__OBJECTIVE__: Please copy out all the data below with every "report" swapped for "list" and everything else unchanged. Leave the pictures out.
-- START OF RECORD SET --
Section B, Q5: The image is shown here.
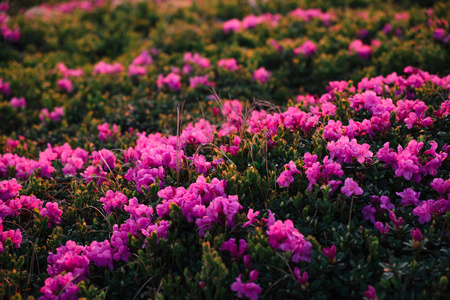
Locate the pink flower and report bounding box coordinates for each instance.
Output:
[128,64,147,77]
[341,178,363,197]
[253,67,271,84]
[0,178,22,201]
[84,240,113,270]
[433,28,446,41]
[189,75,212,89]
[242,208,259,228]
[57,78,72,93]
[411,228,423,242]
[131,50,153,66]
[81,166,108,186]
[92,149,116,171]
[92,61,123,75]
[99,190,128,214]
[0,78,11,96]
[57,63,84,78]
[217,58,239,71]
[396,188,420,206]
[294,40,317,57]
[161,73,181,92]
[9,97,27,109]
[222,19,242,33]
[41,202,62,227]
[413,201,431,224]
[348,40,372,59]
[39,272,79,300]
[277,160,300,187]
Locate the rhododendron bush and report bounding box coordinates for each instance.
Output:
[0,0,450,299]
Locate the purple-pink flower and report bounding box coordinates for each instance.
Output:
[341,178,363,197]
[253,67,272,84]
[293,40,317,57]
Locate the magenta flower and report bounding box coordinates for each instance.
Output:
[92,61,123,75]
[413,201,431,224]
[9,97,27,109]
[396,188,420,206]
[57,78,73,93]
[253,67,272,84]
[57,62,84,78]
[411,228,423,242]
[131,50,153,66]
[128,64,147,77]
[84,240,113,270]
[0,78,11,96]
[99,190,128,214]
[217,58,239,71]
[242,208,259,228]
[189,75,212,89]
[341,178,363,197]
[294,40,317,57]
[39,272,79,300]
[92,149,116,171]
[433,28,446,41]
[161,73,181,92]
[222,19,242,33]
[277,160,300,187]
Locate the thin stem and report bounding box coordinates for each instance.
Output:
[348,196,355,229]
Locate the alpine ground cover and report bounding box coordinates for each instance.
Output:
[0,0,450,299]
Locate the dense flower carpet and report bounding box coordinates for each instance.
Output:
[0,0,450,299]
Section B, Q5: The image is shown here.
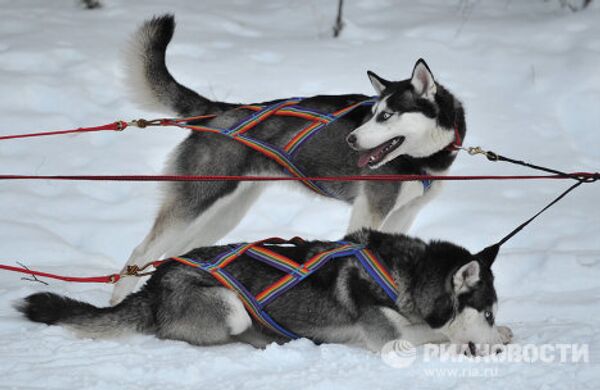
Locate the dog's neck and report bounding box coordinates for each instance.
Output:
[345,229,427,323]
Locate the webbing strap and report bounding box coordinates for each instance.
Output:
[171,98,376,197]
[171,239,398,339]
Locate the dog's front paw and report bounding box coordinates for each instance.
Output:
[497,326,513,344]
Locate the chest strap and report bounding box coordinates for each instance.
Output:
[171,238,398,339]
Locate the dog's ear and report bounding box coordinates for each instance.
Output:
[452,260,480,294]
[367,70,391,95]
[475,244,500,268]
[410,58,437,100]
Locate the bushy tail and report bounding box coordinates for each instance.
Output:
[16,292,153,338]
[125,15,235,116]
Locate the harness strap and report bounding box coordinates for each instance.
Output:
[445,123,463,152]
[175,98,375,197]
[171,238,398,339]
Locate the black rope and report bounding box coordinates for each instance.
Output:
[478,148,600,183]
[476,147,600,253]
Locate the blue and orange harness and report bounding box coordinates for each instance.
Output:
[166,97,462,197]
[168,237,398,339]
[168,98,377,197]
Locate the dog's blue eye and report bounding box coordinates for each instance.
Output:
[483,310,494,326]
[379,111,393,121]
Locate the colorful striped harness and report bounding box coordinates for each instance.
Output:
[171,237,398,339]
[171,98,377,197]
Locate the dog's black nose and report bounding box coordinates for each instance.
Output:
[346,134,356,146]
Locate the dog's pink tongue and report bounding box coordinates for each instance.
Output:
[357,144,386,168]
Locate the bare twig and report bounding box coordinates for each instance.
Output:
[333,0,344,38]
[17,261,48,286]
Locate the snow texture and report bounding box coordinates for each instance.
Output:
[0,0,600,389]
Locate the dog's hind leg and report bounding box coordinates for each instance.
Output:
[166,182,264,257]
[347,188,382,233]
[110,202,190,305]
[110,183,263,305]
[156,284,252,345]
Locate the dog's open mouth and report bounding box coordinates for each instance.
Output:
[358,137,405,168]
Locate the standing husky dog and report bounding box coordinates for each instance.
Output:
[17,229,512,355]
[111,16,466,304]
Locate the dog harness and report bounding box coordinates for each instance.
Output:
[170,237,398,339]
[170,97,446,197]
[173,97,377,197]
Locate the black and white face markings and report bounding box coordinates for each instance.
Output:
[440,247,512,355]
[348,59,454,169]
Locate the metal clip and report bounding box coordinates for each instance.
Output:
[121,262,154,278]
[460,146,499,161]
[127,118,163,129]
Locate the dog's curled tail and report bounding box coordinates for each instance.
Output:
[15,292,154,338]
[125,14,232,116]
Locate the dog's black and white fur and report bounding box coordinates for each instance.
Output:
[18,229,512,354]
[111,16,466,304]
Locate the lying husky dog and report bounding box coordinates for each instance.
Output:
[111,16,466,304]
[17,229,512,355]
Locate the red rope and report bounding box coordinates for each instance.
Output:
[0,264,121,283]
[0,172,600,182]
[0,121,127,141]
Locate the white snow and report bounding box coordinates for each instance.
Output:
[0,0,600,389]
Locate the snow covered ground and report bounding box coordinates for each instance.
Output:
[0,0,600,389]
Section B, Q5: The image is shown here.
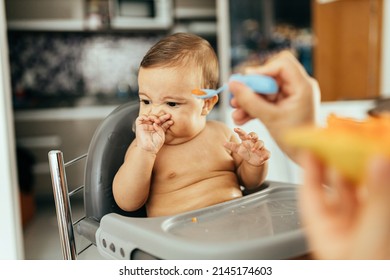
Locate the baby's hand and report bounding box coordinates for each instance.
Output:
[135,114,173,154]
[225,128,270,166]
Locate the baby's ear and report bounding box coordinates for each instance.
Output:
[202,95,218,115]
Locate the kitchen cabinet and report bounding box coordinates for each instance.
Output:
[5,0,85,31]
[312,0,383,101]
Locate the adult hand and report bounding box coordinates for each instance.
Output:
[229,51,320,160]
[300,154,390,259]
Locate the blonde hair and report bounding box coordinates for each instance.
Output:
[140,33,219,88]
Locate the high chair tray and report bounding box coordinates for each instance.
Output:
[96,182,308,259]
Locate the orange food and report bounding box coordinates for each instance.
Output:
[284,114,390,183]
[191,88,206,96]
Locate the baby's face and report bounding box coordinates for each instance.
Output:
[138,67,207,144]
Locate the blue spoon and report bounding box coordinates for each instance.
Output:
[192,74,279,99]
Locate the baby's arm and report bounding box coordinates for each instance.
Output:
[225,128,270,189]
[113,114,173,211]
-- END OF RECORD SET --
__ANSWER FOR THIS EXERCISE__:
Section B, Q5: The image is shown here.
Locate the pink flower and list bounding box coordinates for each instance.
Output:
[128,64,147,77]
[341,178,363,197]
[253,67,271,84]
[0,178,22,201]
[84,240,113,270]
[433,28,446,41]
[189,75,212,89]
[242,208,259,228]
[57,78,72,93]
[411,228,423,242]
[131,50,153,66]
[81,166,108,186]
[92,149,116,171]
[92,61,123,75]
[99,190,128,214]
[0,78,11,96]
[57,63,84,78]
[217,58,239,71]
[396,188,420,206]
[294,40,317,57]
[161,73,181,92]
[9,97,27,109]
[222,19,242,33]
[41,202,62,227]
[413,201,431,224]
[348,40,372,59]
[39,272,79,300]
[277,160,300,187]
Locate the rhododendron bush and list bounding box coordinates for each instance.
Output:
[0,0,450,299]
Locate the purple-pink flower and list bounding box coordinates for each instance.
Output:
[341,178,363,197]
[253,67,272,84]
[293,40,317,57]
Locate the magenta flower and list bounding box coordinates for each instance.
Output:
[92,61,123,75]
[413,201,431,224]
[9,97,27,109]
[396,188,420,206]
[57,78,73,93]
[253,67,272,84]
[57,62,84,78]
[411,228,423,242]
[131,50,153,66]
[128,64,147,77]
[84,240,113,270]
[0,78,11,96]
[99,190,128,214]
[217,58,239,71]
[242,208,259,228]
[189,75,212,89]
[341,178,363,197]
[294,40,317,57]
[39,272,79,300]
[92,149,116,171]
[433,28,446,41]
[161,73,181,92]
[222,19,242,33]
[277,160,300,187]
Locate the thin stem and list bounding box coordinates for each instance.
Output:
[348,196,355,229]
Locate the alpine ground cover and list bounding box coordinates for each instance.
Output:
[0,0,450,299]
Locate the dense flower carpet and list bounding box coordinates for each instance.
Output:
[0,0,450,299]
Section B, Q5: The image is shown here.
Locate the dog's neck and list bounding box coordinates for each instance.
Output:
[345,229,427,323]
Locate the webbing strap and list bounding box coordinates for each instance.
Output:
[171,98,376,197]
[171,239,398,339]
Locate the dog's front paw and list bounding box coordinates for each instance.
Output:
[497,326,513,344]
Locate the chest strap and list bounding box coordinates for each instance.
Output:
[171,238,398,339]
Locate the dog's ear and list bounding box coordinates for each instance.
Output:
[452,260,480,294]
[367,70,391,95]
[475,244,500,268]
[410,58,437,100]
Locate the bushy tail and list bounding box coordinates for each instance.
Output:
[16,292,153,338]
[125,15,235,116]
Locate the harness strap and list bounding box coordinates for each instance.
Output:
[445,123,463,152]
[175,98,375,197]
[171,238,398,339]
Locate the black rope and list bounding box coordinates for each instance.
Output:
[478,148,600,183]
[476,147,600,253]
Locate the blue and orange harness and list bounding box coordinates for each instance.
Output:
[166,97,462,197]
[168,237,398,339]
[168,98,377,197]
Locate the dog's blue eye and list bounding box coordinates for each instance.
Output:
[483,310,494,326]
[379,111,393,121]
Locate the colorful striped harness and list bounding box coordinates for each instance.
Output:
[171,237,398,339]
[171,98,377,197]
Locate the dog's black nose and list bounding box coordinates for each instance.
Output:
[346,134,356,146]
Locate the dog's pink tongue and list bounding box coordinates for each instance.
Output:
[357,144,386,168]
Locate the bare twig and list bounding box coordinates for each instance.
Output:
[333,0,344,38]
[17,261,48,286]
Locate the snow texture and list bounding box coordinates for each instance.
Output:
[0,0,600,389]
Locate the dog's hind leg and list bounding box coordinates for each instance.
Output:
[166,182,264,257]
[347,188,382,233]
[110,202,190,305]
[110,183,263,305]
[156,284,252,345]
Locate the dog's open mouth and list bounding box coordinates for each instance.
Output:
[358,137,405,168]
Locate the standing husky dog and list bounding box coordinates for each instance.
Output:
[17,229,512,355]
[111,16,466,304]
Locate the dog harness and list bounding box coordinates for each instance.
Output:
[170,237,398,339]
[170,97,446,197]
[173,97,377,197]
Locate the black and white face markings and list bounding box coordinates for each instance.
Output:
[440,247,512,355]
[348,59,454,169]
Locate the metal clip and list bounding box coordinates for each instance.
Output:
[121,262,154,278]
[460,146,499,161]
[127,118,163,129]
Locate the dog's curled tail and list bounding box coordinates for each instance.
Output:
[15,292,154,338]
[125,14,232,116]
Locate the dog's black and white fur and list bounding box coordinates for each instance.
Output:
[18,229,512,354]
[111,16,466,304]
Locate the lying husky dog and list bounding box coordinates for each instance.
Output:
[111,16,466,304]
[17,229,512,355]
Locate the red rope and list bounding box coordinates for each instance.
Output:
[0,264,121,283]
[0,172,600,182]
[0,121,127,141]
Locate the white snow and list bounding box coordinates for each instance.
Output:
[0,0,600,389]
Locate the snow covered ground and list bounding box coordinates for each instance.
Output:
[0,0,600,389]
Section B, Q5: The image is shown here.
Locate the baby's hand and list bounding box coordinates for each instance.
Output:
[135,114,173,154]
[225,128,270,166]
Locate the baby's ear and list bounding box coordinates for each instance.
Output:
[202,95,218,115]
Locate the kitchen cabinet and list bounding box coordinates for each instance.
Output:
[5,0,85,31]
[312,0,383,101]
Locate the adult hand and list bounding box coordinates for each instance.
Output:
[229,51,320,160]
[300,154,390,259]
Locate the blonde hair and list bounding box coordinates for each instance.
Output:
[140,33,219,88]
Locate the high chair tray and list bounding box coordinates for each instance.
Output:
[96,182,308,259]
Locate the orange food and list bounding box coordinates for each instance.
Output:
[284,114,390,183]
[191,88,206,96]
Locate the baby's face and list bounding box coordinates for each instance.
Output:
[138,67,207,144]
Locate the blue spoon and list bounding box coordinates for each instance.
Output:
[192,74,279,99]
Locate the baby's arm and list bounding box coordinates for each instance.
Output:
[225,128,270,189]
[113,114,173,211]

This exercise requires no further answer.